Instructions for the task:
Your answer must be an exact copy of the data below, minus any pictures.

Records:
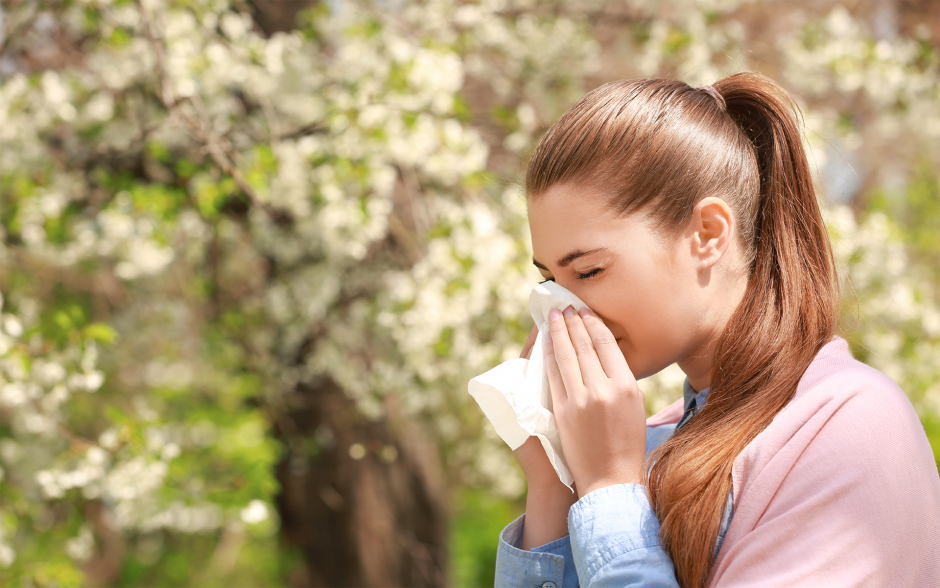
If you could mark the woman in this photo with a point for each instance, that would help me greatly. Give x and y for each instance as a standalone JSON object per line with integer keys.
{"x": 685, "y": 218}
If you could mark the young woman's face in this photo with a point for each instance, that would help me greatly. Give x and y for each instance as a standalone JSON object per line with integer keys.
{"x": 645, "y": 287}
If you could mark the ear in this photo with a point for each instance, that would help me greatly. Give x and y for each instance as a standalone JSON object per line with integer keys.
{"x": 713, "y": 229}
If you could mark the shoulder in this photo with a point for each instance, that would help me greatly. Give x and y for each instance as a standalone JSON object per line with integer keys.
{"x": 842, "y": 485}
{"x": 842, "y": 400}
{"x": 846, "y": 411}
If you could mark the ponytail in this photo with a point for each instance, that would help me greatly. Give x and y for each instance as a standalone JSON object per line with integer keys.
{"x": 661, "y": 146}
{"x": 787, "y": 314}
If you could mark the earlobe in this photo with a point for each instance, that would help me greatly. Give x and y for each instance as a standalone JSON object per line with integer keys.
{"x": 713, "y": 226}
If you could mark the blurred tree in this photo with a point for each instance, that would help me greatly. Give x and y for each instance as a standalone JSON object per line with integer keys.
{"x": 249, "y": 260}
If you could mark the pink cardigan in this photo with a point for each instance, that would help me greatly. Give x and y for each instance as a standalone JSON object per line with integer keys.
{"x": 840, "y": 490}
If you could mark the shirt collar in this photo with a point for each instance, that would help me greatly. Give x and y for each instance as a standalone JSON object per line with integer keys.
{"x": 689, "y": 394}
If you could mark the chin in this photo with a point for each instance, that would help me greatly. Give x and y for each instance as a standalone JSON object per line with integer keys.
{"x": 643, "y": 366}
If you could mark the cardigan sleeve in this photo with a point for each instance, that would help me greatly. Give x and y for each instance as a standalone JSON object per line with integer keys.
{"x": 841, "y": 490}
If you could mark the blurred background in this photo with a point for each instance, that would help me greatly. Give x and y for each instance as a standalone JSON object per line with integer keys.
{"x": 251, "y": 252}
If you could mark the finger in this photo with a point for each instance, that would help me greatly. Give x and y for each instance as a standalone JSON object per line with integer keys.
{"x": 555, "y": 382}
{"x": 527, "y": 348}
{"x": 591, "y": 370}
{"x": 564, "y": 354}
{"x": 605, "y": 344}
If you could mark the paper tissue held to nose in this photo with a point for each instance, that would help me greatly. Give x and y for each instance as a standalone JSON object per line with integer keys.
{"x": 515, "y": 396}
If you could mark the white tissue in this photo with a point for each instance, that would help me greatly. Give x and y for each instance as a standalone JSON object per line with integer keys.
{"x": 515, "y": 396}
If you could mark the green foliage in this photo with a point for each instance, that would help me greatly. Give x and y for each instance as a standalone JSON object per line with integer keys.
{"x": 479, "y": 518}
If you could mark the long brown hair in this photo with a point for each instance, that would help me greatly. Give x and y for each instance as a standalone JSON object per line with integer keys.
{"x": 660, "y": 146}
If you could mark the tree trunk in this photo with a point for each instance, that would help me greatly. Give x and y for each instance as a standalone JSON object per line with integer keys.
{"x": 363, "y": 500}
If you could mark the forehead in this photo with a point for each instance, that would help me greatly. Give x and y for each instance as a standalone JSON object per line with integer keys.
{"x": 567, "y": 217}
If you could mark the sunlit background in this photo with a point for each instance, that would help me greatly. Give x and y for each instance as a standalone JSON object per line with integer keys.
{"x": 251, "y": 252}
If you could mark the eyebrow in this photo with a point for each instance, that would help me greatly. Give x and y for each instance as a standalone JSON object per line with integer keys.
{"x": 566, "y": 260}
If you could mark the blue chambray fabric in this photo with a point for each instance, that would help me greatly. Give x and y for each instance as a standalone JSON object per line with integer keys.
{"x": 613, "y": 537}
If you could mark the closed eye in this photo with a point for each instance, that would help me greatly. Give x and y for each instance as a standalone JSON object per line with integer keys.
{"x": 589, "y": 274}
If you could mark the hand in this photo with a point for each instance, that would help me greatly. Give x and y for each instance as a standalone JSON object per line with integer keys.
{"x": 599, "y": 409}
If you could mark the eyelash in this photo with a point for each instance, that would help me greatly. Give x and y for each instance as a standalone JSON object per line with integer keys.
{"x": 583, "y": 276}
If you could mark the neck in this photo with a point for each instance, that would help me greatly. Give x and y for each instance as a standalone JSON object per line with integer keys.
{"x": 699, "y": 363}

Written solution:
If you could mark the woman in this photo with a point for each instance, that would help me greatly. Give x and y for each instance as a standalone JSON object per line with integer keys.
{"x": 685, "y": 218}
If you could mark the young woman's face in this photo with a point for each instance, that would help me greatly. Give x and y for each instance as a standalone JSON object per line with integer keys.
{"x": 645, "y": 287}
If you could mark the ear in this photo with a point for each instance, that would help me greatly. Give x and y for each instance as a standalone JSON object per line with integer keys.
{"x": 713, "y": 229}
If you could mark the shoulder in this photo with a point for each instance, that would help me greatly. Give x and y for each instance as a standalone JSON object per line with integer keys.
{"x": 842, "y": 485}
{"x": 842, "y": 400}
{"x": 846, "y": 411}
If you could mark the ponytail in this photo with a point for each instance, that would help me greatly. Give x and y for each instance as a standalone JSON object per line with integer keys.
{"x": 661, "y": 146}
{"x": 787, "y": 314}
If you could mark the earlobe in this photo with a point for each instance, that would help me greatly. Give x and y for each instance as a standalone JSON object per line with integer keys.
{"x": 713, "y": 226}
If you could mark the blurred tree in this photo with a point for each instance, that would help me greatly. Give x and y for each instance as a standalone JSON object per line with integer keys.
{"x": 249, "y": 260}
If you could mark the pink cardigan in this photo with a point for each instance, that would help me greatly. Give x and y for each instance as a standalone JSON object per line with integer keys.
{"x": 840, "y": 490}
If you could mark the shirt collar in this photo with a point for each instance, that would help me greatly. Give x and y for each instance as a standalone JSON object per line with integer keys.
{"x": 689, "y": 394}
If you could mark the chin in this photo with a point for each instance, that would help me greatly. Give x and y for each instance as a standalone JSON object per line with integer keys.
{"x": 643, "y": 366}
If you could mark the cardigan sleeve in this photo with a point for each instance, that would help me greatly. Give x and y for each instance as a standalone JSON object per line with integer keys.
{"x": 841, "y": 490}
If you could mark the blurred background in this photo with a point for each instance, that would help me greatly. Give x and y for each instance as a standalone JSON object per line with integer keys.
{"x": 251, "y": 252}
If you could mark the finger in this photo with a point for each instance, that would help me greatly. Give x and y for each instance as a standalone JSON object per line with integer keys.
{"x": 555, "y": 382}
{"x": 527, "y": 348}
{"x": 591, "y": 370}
{"x": 564, "y": 354}
{"x": 605, "y": 344}
If you could mark the paper tissue held to nose in this photo with a point for each instance, that would help me greatly. Give x and y for each instance as a standalone JSON object per line with integer keys.
{"x": 515, "y": 396}
If you could mark the white tissue in this photo with a point for each instance, that would help me greatly. Give x and y for each instance as a standalone JSON object per line with integer keys.
{"x": 515, "y": 396}
If you could mark the green foliage in this photo with a point for each instance, that would help me greatly. Give x and y for each instance as a standalone JSON object per line with integer keys.
{"x": 479, "y": 518}
If you could mark the long brown hair in this photo with a point for each instance, that would help me greatly. Give x and y for each instance as a standalone JSON object per line with integer keys.
{"x": 660, "y": 146}
If you could mark the tree trunk in this photo with a point for each instance, that would help me greatly. Give x and y for each instance as a standalone JSON object per line with integer keys.
{"x": 363, "y": 500}
If you could mark the forehead in this photo with a point for each instance, that would help me greatly. Give x and y for each instance as a standalone JSON object per line with integer keys.
{"x": 567, "y": 217}
If you could mark the sunlit background in this photo with a point for each instance, that would help me greatly. Give x and y for each instance as a standalone JSON object per line with integer keys.
{"x": 251, "y": 252}
If you could mark the eyebrow in this photo with a point for each instance, that would help me greatly. Give x and y for each instance as a standalone JSON object per line with integer keys.
{"x": 566, "y": 260}
If you could mark the blue chambray fabric in this photo with a point for each instance, that would help me greatly. Give x and y for each instance as a standalone JSON object per line with integer keys.
{"x": 613, "y": 537}
If you could mark the closed eye in this photo with a point for each instance, that would help me greatly. Give x and y for each instance as a standalone JSON object per line with integer keys.
{"x": 589, "y": 274}
If you could mark the hand in this photo with a point for each instance, that would help me greatly. Give x and y for each instance as a standalone JSON object per line with integer keys.
{"x": 599, "y": 409}
If you could mark the eyelash in this photo with a point for each instance, that would help me greatly. Give x and y for each instance as a standalone JSON object per line with integer keys.
{"x": 583, "y": 276}
If you could mark the neck in this photo with a point for each instance, that would help me greatly. Give x and y for each instance as a standalone JSON object per line with integer keys.
{"x": 699, "y": 363}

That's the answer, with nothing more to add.